*What to do:*
Repeat exactly the lines from the start of the entries below through the line containing "point(505, 725)". Omit the rest.

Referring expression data

= = =

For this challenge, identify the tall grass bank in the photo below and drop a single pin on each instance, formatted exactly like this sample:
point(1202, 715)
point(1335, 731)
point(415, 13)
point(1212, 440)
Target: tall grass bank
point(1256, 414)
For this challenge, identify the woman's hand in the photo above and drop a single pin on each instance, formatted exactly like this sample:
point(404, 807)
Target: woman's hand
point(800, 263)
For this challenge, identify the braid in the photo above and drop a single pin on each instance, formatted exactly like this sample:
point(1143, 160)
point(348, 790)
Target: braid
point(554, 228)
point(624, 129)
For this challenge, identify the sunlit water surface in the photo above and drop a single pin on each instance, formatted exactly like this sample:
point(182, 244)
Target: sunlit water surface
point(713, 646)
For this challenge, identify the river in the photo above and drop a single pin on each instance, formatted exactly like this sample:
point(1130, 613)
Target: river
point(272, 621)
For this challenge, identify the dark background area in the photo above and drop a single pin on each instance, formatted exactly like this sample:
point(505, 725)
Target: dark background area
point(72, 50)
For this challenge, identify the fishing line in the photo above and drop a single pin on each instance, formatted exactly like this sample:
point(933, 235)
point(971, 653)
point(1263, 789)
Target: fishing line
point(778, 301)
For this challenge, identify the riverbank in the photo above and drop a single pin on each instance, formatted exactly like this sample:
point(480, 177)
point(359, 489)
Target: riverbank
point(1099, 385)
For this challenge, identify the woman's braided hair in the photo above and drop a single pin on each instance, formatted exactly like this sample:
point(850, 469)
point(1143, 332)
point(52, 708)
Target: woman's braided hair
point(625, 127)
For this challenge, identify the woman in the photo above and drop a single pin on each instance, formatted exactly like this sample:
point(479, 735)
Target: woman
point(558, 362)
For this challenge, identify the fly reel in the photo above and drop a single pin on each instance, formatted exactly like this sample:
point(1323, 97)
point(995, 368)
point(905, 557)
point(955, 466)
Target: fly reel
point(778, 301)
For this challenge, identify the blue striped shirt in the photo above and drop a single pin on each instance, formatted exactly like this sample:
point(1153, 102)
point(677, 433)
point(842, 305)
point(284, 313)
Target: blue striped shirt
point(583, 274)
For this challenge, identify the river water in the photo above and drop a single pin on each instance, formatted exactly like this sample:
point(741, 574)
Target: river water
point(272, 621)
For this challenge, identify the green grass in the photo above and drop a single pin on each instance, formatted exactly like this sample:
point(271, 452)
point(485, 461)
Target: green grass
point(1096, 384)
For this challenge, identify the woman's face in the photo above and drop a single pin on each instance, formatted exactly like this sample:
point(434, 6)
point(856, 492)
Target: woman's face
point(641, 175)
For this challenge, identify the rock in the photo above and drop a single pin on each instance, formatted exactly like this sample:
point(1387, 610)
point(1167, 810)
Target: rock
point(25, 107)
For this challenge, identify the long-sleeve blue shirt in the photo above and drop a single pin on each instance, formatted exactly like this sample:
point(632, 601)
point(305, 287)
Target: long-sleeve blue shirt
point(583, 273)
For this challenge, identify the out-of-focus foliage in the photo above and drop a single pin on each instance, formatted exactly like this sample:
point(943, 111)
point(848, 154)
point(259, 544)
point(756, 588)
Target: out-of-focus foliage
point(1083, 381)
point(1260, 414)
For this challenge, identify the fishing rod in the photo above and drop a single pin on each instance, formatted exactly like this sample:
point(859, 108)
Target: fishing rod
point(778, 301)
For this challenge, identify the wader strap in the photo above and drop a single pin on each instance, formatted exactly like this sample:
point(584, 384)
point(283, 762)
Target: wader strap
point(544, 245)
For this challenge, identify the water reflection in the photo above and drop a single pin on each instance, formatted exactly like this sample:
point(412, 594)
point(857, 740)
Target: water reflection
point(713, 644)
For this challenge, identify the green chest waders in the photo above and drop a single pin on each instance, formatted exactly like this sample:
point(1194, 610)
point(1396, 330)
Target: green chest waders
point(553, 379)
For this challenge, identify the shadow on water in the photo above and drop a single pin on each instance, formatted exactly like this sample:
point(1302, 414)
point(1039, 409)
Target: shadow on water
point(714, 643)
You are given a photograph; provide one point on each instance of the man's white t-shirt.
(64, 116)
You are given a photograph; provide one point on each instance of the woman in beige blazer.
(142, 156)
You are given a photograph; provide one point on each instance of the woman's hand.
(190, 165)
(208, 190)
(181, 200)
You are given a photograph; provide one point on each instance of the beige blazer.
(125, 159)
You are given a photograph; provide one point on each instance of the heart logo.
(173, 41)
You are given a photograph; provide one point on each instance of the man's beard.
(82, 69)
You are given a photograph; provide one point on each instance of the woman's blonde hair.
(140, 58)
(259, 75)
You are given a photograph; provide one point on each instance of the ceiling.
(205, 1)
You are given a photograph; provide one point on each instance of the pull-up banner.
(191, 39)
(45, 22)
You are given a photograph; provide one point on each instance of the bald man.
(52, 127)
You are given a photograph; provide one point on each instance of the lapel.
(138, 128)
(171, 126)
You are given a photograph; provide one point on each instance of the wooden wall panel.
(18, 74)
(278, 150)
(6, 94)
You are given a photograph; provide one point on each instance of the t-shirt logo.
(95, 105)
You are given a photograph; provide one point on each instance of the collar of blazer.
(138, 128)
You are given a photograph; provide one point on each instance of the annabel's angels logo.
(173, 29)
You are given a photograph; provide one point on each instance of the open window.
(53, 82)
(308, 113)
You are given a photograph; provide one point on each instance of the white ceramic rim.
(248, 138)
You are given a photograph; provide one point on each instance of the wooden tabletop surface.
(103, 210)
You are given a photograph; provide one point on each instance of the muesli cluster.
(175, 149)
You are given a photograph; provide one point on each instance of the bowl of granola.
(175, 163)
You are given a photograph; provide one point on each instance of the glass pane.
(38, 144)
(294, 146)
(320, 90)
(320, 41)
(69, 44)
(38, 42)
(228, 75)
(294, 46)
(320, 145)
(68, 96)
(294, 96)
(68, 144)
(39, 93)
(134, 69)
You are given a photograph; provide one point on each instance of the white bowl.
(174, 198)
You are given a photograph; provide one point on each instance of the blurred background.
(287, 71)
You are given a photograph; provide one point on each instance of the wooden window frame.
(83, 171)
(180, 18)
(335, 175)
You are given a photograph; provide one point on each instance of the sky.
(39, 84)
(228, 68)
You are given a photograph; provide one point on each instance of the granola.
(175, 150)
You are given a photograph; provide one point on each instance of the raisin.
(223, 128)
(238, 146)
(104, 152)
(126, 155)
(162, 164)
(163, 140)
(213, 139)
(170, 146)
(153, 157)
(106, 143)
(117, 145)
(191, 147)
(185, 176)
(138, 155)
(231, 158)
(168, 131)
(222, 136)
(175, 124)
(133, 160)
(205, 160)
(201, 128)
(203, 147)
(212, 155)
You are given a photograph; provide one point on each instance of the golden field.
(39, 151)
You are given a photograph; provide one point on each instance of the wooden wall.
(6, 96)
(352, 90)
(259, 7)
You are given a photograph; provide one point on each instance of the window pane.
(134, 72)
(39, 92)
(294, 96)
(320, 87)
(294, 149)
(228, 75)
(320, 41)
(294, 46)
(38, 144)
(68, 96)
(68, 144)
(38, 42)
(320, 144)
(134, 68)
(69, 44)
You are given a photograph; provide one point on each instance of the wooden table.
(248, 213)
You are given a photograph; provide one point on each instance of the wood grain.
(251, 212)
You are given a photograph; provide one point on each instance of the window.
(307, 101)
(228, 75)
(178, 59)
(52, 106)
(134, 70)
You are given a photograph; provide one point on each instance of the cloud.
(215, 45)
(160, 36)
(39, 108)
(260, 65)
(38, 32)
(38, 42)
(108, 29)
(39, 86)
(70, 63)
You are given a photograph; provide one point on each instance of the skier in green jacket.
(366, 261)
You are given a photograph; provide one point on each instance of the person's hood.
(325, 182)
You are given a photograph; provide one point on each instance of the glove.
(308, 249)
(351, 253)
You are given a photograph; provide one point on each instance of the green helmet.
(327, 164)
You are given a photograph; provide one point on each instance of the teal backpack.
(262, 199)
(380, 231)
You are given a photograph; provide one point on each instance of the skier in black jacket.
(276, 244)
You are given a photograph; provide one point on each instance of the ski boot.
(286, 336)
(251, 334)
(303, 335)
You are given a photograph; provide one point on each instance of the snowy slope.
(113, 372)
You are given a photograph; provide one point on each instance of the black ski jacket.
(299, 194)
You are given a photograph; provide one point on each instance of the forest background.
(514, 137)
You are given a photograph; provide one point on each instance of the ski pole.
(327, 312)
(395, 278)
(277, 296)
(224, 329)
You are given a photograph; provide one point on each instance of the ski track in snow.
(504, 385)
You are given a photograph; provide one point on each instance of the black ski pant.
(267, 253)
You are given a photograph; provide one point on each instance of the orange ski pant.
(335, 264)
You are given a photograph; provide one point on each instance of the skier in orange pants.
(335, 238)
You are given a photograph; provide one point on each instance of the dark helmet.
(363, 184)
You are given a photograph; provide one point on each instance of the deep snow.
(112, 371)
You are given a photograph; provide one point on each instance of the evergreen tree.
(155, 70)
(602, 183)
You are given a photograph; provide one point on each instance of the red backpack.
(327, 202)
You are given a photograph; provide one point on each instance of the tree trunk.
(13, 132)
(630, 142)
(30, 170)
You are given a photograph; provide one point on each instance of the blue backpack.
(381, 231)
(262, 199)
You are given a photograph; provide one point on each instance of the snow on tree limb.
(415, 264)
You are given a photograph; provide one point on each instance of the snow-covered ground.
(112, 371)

= = =

*Response to the exercise:*
For this challenge, identify the tall grass bank in the photo below and drop a single pin on each instance, formatted exactly like this sample:
point(1202, 715)
point(1335, 731)
point(415, 13)
point(1212, 440)
Target: tall grass bank
point(1256, 414)
For this challenge, identify the woman's hand in the photo above and drop a single pin on each instance, formatted exactly like this sample:
point(404, 807)
Target: woman's hand
point(800, 263)
For this challenge, identify the braid in the photo above and drop a single pin on each instance, formatted exactly like this sample:
point(1143, 160)
point(348, 790)
Target: braid
point(554, 228)
point(624, 129)
For this challenge, identify the sunlit water surface in the photo above and drop a single pin on each instance, formatted exactly like this sample:
point(182, 244)
Target: sunlit water surface
point(713, 646)
For this challenge, identify the river in the photo above and drop a single pin on each instance, formatted exactly like this sample:
point(1130, 613)
Target: river
point(272, 621)
For this challenge, identify the dark background area in the photo above and drop a single pin on each instance, formatted exactly like this sample:
point(505, 725)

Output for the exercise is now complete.